- _Task details_: The required output is the lines below from the line containing "of the small" to the line containing "of the wispy", inclusive, retyped exactly. No other lines belong in it.

- _Material provided_:
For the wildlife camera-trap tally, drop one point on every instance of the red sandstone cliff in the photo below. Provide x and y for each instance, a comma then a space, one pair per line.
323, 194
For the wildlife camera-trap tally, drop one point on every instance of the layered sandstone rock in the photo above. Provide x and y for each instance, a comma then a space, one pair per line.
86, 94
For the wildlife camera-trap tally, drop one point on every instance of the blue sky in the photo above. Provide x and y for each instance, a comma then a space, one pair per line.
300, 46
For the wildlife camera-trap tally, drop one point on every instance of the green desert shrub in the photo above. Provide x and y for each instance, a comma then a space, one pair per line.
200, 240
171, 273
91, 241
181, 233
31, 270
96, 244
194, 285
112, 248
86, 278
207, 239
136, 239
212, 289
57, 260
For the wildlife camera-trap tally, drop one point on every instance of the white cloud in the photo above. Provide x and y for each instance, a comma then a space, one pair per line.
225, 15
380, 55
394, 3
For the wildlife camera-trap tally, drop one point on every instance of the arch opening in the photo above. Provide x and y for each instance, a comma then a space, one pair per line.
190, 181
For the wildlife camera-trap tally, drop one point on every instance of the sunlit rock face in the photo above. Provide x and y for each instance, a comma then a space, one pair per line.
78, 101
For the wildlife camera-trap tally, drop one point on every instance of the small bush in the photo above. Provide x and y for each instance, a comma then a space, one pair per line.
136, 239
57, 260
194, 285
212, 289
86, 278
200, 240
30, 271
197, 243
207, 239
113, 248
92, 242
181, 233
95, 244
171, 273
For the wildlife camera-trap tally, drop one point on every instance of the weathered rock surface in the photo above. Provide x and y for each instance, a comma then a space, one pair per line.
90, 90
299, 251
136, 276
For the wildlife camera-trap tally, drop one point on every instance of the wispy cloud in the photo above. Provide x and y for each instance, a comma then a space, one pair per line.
--
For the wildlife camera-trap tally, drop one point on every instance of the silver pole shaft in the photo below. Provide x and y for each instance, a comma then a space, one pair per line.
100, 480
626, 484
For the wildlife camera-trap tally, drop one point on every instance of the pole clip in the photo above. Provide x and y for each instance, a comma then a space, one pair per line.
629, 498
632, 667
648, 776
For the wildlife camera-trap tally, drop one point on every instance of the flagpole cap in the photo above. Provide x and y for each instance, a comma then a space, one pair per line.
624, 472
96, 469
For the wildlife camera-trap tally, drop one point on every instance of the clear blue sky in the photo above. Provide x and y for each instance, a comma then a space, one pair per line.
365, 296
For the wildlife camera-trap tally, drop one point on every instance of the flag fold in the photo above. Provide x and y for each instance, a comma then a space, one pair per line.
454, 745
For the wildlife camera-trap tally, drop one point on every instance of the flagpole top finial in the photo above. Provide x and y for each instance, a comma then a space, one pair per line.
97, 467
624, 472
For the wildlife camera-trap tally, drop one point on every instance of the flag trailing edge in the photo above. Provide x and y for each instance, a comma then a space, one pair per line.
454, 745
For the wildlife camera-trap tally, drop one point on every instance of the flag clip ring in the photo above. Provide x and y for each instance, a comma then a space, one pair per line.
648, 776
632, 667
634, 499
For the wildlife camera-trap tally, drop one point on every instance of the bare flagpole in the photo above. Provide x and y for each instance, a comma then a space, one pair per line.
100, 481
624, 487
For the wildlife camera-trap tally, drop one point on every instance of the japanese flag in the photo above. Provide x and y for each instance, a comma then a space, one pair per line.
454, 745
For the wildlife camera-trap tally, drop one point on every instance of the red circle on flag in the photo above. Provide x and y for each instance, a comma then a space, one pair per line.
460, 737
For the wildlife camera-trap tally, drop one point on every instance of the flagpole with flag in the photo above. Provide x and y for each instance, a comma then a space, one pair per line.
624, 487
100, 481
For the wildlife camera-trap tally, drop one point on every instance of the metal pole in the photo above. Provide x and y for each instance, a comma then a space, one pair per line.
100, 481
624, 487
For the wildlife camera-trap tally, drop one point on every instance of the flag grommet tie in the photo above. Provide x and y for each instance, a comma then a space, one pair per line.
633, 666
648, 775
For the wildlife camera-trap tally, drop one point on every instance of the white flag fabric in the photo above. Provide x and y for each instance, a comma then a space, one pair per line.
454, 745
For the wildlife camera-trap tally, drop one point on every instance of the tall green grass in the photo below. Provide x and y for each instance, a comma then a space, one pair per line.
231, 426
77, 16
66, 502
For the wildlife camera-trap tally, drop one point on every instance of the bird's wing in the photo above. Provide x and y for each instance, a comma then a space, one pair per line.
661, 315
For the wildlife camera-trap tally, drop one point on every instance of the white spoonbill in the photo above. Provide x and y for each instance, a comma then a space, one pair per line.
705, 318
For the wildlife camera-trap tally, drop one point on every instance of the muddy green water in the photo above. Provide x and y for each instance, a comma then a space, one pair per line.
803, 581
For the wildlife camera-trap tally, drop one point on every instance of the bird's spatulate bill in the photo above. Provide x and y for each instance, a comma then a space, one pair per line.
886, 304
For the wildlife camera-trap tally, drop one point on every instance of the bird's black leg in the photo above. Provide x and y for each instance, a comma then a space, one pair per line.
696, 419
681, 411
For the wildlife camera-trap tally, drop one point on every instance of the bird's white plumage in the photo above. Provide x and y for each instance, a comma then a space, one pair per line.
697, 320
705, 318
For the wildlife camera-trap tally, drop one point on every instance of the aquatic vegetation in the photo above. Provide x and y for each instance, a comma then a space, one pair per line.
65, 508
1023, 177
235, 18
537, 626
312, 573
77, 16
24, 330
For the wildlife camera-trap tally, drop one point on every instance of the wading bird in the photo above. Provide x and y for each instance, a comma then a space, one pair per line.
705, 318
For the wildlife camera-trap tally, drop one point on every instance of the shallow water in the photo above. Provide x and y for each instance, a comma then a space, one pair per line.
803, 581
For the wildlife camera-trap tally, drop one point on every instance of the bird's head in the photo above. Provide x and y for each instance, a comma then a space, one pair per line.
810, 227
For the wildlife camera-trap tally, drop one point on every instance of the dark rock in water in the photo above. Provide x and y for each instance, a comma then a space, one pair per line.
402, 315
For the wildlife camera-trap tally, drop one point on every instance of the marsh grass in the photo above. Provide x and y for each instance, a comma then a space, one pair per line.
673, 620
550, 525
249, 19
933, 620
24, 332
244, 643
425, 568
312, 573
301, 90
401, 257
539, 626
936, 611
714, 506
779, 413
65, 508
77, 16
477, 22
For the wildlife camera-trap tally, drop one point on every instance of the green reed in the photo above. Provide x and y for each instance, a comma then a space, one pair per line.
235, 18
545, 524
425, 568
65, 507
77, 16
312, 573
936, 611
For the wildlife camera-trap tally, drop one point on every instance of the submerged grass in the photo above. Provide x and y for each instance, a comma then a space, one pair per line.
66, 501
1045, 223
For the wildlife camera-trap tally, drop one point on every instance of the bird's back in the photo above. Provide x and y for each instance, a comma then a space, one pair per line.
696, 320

- _Expected output_:
For the wildlife camera-trap tally, drop one point on every instance of the small bush in the photo above. Provide x and y for each instance, a comma then a space, one pair per line.
136, 239
57, 260
194, 285
212, 289
86, 278
200, 240
30, 271
197, 243
207, 239
113, 248
92, 242
181, 233
95, 244
171, 273
For the wildlife camera-trap tally, drop one point on every instance of the weathered rock surface in the photo above. Provide x and y for each instance, a comma then a space, one pair per line.
90, 90
299, 251
136, 276
For the wildlife camera-trap tally, drop one point on every instance of the wispy cloud in the photo above. Provide x and y for each instance, a comma then a space, one pair per line.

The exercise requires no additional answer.